4.3. Die Vorinstanz erwägt im angefochtenen Zwischenentscheid, der Kontakt des
Strafgefangenen könne nach Art. 84 Abs. 2 StGB kontrolliert und zum Schutz der
Ordnung und Sicherheit der Strafanstalt beschränkt oder untersagt werden.
Alleine eine paternalistische Begründung, wonach der Kontakt mit einer
bestimmten Person nicht in dessen wohlverstandenen Interesse liege, genüge für
eine Einschränkung indessen nicht. In jedem Fall unterlägen
Kontaktbeschränkungen dem Grundsatz der Verhältnismässigkeit. Aus den
beigezogenen Akten des Verfahrens betreffend Massnahmeaufhebung würden sich
Anhaltspunkte dafür ergeben, dass die Beziehung zwischen den Beschwerdeführern
die Ordnung im Pflegezentrum C.________ störe. Die Interventionen der
Beschwerdeführerin stellten gemäss Entscheid vom 13. Dezember 2019 ein immer
grösser werdendes Problem dar, das die betrieblichen Abläufe innerhalb der
Institution vermehrt an die Grenzen gebracht habe. Demgegenüber vermöchten die
Beschwerdeführer nicht aufzuzeigen, inwiefern ihre persönlichen Interessen
durch den Entzug der aufschiebenden Wirkung höher zu gewichten seien. Die von
ihnen geltend gemachten Gründe reichten hierfür nicht aus, zumal der Kontakt
nicht gänzlich untersagt, sondern nur eingeschränkt werde. Damit sei das Gesuch
um Wiederherstellung der aufschiebenden Wirkung bezüglich des Kontakts zwischen
den Beschwerdeführern abzuweisen.
▬▬▬▬▬▬
*AUFGABEN:*
A - Übernehmen Sie aus dem Textabschnitt wörtlich die Passage, die mit „4.3. Die Vorinstanz“ beginnt und mit „oder untersagt werden.“ endet.
B - Beantworten Sie anhand des Textabschnitts folgende Fragen:
(i) Nach welcher Bestimmung des StGB kann der Kontakt des Strafgefangenen kontrolliert werden?
(ii) Welchem Grundsatz unterliegen Kontaktbeschränkungen in jedem Fall?
(iii) Von welchem Datum ist der Entscheid, wonach die Interventionen der Beschwerdeführerin ein immer grösser werdendes Problem darstellten?
C - Nennen Sie alle Maßnahmen, die laut dem Textabschnitt nach Art. 84 Abs. 2 StGB gegenüber dem Kontakt des Strafgefangenen ergriffen werden können.

(Einige Zeilen)
▬▬▬▬▬▬
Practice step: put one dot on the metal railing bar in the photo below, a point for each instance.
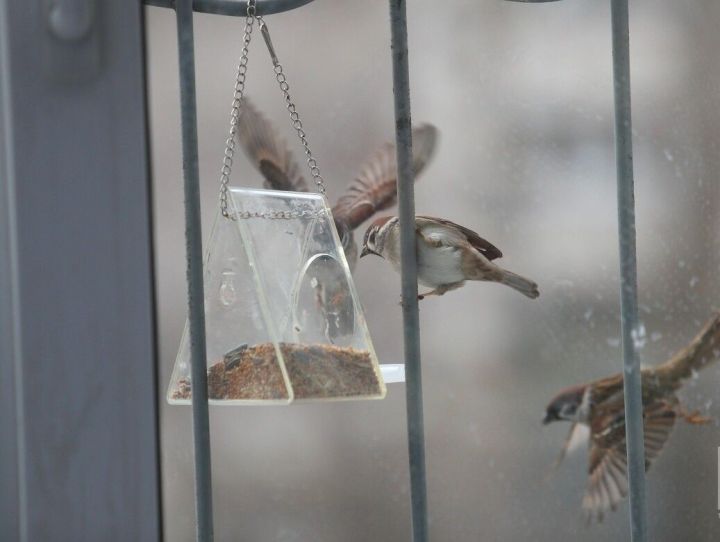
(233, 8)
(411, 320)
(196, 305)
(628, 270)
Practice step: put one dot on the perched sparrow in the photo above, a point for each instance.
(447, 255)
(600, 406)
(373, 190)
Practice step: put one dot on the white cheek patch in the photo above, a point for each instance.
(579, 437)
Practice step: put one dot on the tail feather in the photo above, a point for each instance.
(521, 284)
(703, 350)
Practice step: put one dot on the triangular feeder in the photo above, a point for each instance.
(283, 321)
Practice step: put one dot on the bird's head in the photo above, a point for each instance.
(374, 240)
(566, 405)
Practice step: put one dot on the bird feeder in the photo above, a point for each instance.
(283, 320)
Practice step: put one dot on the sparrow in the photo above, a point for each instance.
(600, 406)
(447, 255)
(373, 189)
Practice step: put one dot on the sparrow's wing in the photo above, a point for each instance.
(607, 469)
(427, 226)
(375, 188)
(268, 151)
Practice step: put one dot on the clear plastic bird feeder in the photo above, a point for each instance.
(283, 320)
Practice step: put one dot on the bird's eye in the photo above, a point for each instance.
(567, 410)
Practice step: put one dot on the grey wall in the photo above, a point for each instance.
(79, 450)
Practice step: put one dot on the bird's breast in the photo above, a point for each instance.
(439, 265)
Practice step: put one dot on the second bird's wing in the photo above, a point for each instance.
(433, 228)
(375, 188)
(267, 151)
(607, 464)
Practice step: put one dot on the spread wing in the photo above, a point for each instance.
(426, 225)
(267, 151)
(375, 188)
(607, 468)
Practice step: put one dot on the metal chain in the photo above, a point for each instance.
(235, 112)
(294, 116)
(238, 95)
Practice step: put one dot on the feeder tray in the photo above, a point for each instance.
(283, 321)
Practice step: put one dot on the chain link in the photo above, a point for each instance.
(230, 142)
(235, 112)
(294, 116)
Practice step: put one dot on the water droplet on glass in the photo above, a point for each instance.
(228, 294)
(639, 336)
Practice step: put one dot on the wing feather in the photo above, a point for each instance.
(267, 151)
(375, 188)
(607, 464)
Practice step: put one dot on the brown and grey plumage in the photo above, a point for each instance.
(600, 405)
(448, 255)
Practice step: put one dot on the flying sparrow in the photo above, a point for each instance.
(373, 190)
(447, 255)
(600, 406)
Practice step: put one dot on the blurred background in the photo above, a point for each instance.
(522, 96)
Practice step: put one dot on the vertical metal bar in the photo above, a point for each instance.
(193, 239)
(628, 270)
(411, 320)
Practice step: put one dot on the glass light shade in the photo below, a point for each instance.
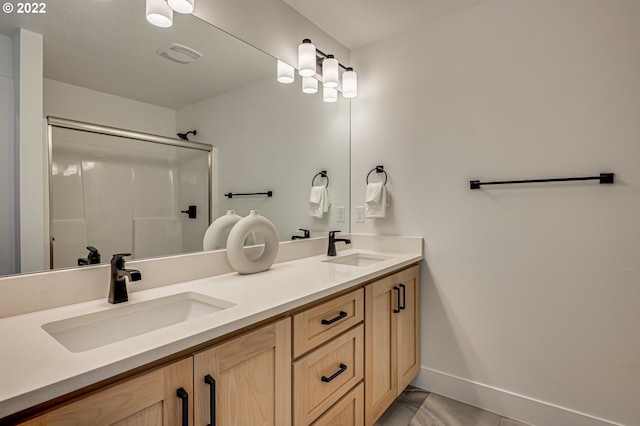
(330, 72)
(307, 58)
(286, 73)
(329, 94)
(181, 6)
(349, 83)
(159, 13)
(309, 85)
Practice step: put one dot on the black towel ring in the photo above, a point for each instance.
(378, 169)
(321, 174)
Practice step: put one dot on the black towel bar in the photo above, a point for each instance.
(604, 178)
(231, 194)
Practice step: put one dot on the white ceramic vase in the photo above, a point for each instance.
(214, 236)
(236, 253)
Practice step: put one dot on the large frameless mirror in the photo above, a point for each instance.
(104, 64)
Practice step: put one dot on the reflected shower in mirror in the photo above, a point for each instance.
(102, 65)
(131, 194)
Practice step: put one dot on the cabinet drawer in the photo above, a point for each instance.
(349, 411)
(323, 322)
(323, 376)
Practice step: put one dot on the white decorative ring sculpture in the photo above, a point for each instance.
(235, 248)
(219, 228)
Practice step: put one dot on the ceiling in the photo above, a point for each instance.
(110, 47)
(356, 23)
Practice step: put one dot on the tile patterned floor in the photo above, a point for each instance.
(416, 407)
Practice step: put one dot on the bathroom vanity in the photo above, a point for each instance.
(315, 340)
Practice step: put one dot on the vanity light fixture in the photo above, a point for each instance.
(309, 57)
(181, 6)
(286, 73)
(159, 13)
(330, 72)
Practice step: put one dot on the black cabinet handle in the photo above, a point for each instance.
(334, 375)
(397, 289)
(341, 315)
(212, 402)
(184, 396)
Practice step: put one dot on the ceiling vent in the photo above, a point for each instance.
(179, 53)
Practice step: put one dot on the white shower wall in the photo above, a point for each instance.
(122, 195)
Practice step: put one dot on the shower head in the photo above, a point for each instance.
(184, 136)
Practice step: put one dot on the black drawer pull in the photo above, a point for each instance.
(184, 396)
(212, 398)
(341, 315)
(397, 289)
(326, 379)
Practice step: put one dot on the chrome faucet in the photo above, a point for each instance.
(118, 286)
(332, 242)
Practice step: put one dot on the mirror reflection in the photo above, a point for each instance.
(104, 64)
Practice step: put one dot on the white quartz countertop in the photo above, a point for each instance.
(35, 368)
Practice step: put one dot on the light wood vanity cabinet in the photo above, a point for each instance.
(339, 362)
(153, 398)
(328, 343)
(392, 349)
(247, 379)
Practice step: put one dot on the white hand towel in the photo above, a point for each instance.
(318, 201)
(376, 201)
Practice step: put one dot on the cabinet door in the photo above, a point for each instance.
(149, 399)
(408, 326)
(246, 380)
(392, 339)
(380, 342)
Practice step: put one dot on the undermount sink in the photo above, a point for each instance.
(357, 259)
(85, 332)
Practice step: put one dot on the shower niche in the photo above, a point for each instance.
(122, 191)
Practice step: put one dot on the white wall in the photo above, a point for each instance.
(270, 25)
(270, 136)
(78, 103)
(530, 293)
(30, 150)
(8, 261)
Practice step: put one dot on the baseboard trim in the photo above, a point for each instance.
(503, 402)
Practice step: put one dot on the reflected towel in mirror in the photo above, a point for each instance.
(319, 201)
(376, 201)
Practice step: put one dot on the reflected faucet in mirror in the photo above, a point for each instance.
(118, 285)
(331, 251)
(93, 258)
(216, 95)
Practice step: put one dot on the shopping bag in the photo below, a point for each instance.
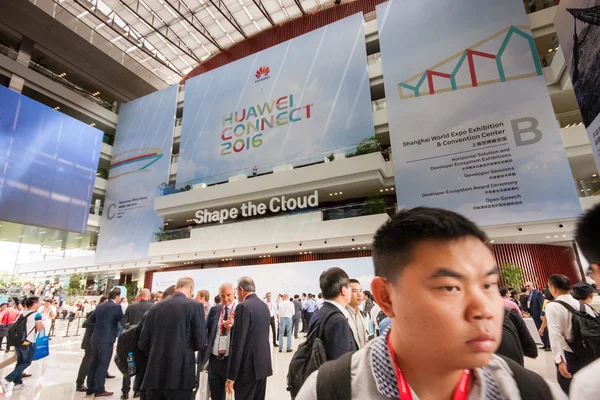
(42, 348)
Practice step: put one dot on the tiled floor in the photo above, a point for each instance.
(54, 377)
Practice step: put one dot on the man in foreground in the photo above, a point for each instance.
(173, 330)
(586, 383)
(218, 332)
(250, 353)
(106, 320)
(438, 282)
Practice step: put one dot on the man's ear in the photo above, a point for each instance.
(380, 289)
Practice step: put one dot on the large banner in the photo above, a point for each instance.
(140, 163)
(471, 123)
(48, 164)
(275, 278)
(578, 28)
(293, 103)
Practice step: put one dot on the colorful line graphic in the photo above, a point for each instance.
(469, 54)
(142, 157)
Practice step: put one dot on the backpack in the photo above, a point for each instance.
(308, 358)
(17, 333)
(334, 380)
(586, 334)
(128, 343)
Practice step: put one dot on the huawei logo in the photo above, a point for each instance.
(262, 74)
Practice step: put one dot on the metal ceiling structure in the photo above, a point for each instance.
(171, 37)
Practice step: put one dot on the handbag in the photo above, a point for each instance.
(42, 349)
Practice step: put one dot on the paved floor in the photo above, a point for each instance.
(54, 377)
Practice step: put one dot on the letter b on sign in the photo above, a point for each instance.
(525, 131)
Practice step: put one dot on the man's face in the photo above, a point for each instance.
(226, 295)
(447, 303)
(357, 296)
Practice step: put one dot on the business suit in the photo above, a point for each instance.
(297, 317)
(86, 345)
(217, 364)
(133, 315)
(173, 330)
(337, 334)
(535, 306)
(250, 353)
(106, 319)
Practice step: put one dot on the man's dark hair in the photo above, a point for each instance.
▬▬▬▬▬▬
*ANTWORTEN JE AUFGABE:*
A -
4.3. Die Vorinstanz erwägt im angefochtenen Zwischenentscheid, der Kontakt des
Strafgefangenen könne nach Art. 84 Abs. 2 StGB kontrolliert und zum Schutz der
Ordnung und Sicherheit der Strafanstalt beschränkt oder untersagt werden.

B -
(i) Art. 84 Abs. 2 StGB
(ii) Dem Grundsatz der Verhältnismässigkeit
(iii) Vom 13. Dezember 2019

C - Der Kontakt kann kontrolliert, beschränkt oder untersagt werden.